As the NHS reforms continue apace, Through the K hole gives his take on how they will work out on the ground

As the NHS reforms continue apace, Through the K hole gives his take on how they will work out on the ground



A Government spokesman said: 'I realised that we needed a fresh approach.

'Things hadn't changed in the NHS for a few months so we couldn't possibly carry on with the way things were. And it's at times like this, when I find myself having to defend big change and big ideas that I like to go back to an early childhood experience.

'My bike was broken you see and unlike other normal boys who may have taken it to an expert to get it repaired I took it apart myself and glued it back together again in a completely different way. It wasn't a bike any more, in fact it looked a bit like a hedgehog made out of coat hangers. Coming from a middle class family I wasn't clipped around the ear and sent off to bed…oh no… instead it was proudly displayed as a piece of avant-garde art.

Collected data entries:
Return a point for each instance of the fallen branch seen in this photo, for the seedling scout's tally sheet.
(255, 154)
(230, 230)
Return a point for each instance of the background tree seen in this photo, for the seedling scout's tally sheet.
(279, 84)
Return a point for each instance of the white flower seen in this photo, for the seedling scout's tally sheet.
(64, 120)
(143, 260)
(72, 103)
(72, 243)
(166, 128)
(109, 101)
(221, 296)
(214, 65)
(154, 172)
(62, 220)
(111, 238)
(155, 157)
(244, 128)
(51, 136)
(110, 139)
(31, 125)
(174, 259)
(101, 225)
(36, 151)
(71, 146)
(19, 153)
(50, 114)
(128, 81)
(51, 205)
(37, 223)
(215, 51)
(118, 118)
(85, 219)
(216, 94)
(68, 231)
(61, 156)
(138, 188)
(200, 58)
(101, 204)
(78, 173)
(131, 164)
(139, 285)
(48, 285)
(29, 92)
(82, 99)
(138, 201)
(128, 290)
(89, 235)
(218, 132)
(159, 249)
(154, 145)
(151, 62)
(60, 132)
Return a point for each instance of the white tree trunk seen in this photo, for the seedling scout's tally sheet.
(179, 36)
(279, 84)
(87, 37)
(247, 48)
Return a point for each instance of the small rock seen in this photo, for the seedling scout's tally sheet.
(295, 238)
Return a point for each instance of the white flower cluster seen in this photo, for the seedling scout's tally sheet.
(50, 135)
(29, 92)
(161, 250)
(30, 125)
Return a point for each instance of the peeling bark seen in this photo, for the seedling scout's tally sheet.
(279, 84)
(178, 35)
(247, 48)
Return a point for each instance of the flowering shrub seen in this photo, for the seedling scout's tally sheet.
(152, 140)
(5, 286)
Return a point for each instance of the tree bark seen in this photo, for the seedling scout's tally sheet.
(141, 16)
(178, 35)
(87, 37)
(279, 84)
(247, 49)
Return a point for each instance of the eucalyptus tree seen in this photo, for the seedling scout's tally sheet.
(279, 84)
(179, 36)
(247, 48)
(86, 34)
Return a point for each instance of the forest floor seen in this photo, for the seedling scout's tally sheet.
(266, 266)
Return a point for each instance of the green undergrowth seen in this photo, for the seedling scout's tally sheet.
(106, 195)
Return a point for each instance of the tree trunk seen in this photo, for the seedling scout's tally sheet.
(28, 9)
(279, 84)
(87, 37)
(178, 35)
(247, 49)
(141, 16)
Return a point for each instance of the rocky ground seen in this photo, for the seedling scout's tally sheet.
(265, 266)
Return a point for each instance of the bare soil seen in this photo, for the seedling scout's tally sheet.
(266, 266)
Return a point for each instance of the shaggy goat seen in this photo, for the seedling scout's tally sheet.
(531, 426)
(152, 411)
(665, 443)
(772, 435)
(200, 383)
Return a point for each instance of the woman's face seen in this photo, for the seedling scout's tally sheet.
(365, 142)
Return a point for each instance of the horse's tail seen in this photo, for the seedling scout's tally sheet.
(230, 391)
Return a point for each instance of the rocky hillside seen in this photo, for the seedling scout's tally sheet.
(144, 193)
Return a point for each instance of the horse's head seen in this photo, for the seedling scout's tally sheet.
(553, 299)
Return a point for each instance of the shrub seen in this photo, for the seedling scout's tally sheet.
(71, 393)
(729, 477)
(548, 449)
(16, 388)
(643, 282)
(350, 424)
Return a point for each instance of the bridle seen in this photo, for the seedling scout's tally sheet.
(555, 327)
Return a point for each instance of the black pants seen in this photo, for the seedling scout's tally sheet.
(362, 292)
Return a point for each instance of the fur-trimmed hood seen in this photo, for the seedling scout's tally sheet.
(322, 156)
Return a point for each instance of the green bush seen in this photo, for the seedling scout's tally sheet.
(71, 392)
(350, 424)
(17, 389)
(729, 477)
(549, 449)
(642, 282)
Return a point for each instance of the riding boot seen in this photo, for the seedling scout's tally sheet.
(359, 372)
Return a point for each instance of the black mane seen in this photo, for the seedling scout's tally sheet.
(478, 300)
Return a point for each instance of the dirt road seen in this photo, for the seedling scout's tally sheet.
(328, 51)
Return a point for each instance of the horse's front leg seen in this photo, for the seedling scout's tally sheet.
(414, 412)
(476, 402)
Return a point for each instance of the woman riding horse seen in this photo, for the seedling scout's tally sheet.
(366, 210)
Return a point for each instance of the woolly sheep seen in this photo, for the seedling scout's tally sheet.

What you need to do:
1. Reproduce word for word the stretch of the piece on the NHS reforms from "A Government spokesman" through "of avant-garde art.".
2. Write the next part of the piece on the NHS reforms, picking up right after its last sentence.

Answers by item:
1.
A Government spokesman said: 'I realised that we needed a fresh approach.

'Things hadn't changed in the NHS for a few months so we couldn't possibly carry on with the way things were. And it's at times like this, when I find myself having to defend big change and big ideas that I like to go back to an early childhood experience.

'My bike was broken you see and unlike other normal boys who may have taken it to an expert to get it repaired I took it apart myself and glued it back together again in a completely different way. It wasn't a bike any more, in fact it looked a bit like a hedgehog made out of coat hangers. Coming from a middle class family I wasn't clipped around the ear and sent off to bed…oh no… instead it was proudly displayed as a piece of avant-garde art.

2.
'And I liken that experience to what I'm doing now, deconstruct what you've got, build something out of exactly the same components but make sure you completely f*ck it up in the process. After-all no-one wants to sit on a futuristic hedgehog.'

He added: 'The problem with previous reforms is that they didn't go far enough and by far enough I mean they didn't really really f*ck things up. To be honest I just love words like over-haul and re-organisation, I also really like the word marmalade but I haven't been able to weave it into any coherent policy'.

A GP who thought it would be a good idea to call a leaflet about the menopause 'The time of your life' says: 'We had an away week recently to tease out some of the mechanics of commissioning. I was like "I want some money for minor surgery" and one of my colleagues went "hang on you bastard what about the scanning programme" and I was like "oh yeah, come on then"…and she was like "whatever"…so I punched her.

'As the week went on we set up rival tribes and began to live off our wits in the forest, luckily for my group one of us had watched the entire DVD box-set of Ray Mears' Bush Craft. We were deciding whether or not cannibalism would ever meet GMC approval when the week, which had been full of learning opportunities, came to an end; shame because I was developing a real blood lust.'

One GP says: 'I can't wait to get my hands on billions, can you imagine it, its f*cking mental, I mean you could build a space-ship with that or even buy a big golden Jacuzzi and fill it full of champagne.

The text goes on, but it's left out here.